Reproduce the lines of the data word for word, starting at the line that contains "above contains skin." and ending at the line that contains "6, 429, 476, 512", with both of those lines included.

(Entries on locating named things)
· · · · · · ·

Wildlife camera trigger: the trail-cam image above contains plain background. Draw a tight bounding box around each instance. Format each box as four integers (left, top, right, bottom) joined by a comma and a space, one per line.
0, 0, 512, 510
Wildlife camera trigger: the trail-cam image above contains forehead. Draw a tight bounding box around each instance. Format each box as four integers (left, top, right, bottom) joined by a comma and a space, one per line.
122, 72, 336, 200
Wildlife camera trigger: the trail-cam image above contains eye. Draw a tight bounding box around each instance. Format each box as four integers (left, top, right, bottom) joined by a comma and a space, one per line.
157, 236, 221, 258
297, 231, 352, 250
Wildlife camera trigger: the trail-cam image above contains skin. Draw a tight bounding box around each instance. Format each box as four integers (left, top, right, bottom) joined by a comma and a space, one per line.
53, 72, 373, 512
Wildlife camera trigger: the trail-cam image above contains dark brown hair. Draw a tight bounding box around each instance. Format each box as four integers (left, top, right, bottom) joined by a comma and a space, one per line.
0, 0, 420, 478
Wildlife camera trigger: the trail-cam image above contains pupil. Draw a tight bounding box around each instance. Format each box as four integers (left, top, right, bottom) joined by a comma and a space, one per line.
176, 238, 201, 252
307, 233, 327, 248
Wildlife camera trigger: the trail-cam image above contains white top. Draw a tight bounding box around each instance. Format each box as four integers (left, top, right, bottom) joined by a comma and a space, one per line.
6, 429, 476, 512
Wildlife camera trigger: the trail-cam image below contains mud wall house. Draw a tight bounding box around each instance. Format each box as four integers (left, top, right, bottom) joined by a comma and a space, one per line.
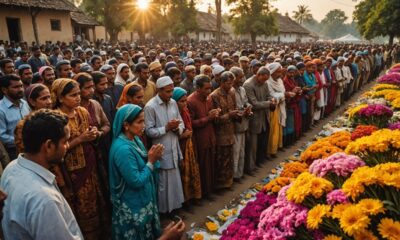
0, 0, 98, 44
231, 13, 318, 43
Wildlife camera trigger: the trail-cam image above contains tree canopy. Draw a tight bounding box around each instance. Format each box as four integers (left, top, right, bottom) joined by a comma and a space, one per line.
321, 9, 348, 38
293, 5, 313, 24
227, 0, 278, 45
353, 0, 400, 45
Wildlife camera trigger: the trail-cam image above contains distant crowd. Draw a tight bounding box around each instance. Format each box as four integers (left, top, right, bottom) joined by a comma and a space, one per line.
0, 41, 400, 239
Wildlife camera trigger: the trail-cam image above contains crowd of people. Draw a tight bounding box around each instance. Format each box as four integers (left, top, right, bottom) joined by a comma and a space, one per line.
0, 39, 400, 239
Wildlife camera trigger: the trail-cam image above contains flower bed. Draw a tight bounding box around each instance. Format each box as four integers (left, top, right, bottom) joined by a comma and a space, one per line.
191, 66, 400, 240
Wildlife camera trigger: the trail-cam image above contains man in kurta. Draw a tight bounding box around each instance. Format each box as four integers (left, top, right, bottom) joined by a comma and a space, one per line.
267, 62, 286, 157
133, 63, 157, 104
187, 75, 219, 198
230, 67, 252, 182
144, 77, 184, 213
210, 71, 240, 189
243, 67, 276, 175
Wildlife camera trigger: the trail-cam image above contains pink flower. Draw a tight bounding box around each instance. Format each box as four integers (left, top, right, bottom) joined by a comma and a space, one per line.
326, 189, 349, 205
309, 153, 365, 177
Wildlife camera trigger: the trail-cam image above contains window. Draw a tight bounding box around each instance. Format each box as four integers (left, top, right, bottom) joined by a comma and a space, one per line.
50, 19, 61, 31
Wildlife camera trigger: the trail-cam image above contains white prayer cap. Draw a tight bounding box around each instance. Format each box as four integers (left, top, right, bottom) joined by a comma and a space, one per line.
156, 76, 174, 88
267, 62, 282, 75
212, 65, 225, 76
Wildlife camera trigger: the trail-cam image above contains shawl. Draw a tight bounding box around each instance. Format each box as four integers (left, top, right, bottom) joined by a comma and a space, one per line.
267, 77, 286, 127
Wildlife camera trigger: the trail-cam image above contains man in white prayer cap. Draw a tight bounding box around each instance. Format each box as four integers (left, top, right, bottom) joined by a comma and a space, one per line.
144, 76, 185, 214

· · · · · · ·

**RESPONSE TO THE EXERCISE**:
Wildlife camera trigger: the trail-cam image above contains skin. Draw a tight bounding box around each instance. Format each box as four integers (left, top, right, bottom) joined by a comma and a space, one per line.
53, 72, 373, 512
Wildlife camera trigger: the trail-cam image above contains dark brown hair. Draw a tight bounding box around each instance. Format each box as four integers (left, top, right, bottom) joined by a comma and a space, one per line.
0, 0, 420, 478
Wildlife camera trigger: the trail-cam image above contains pupil. Draw a tight bounding box around each instance. Format each box as four integers (left, top, right, bottom) joined by a comma and a space, one per line.
176, 238, 201, 252
307, 233, 327, 248
Wildlife camera trigger: the trail-cam image above contains white top. Draw a tight bounding box around each instance. Format each box as four integers (left, top, right, bottom) joined by a comma and a space, one per line.
6, 429, 476, 512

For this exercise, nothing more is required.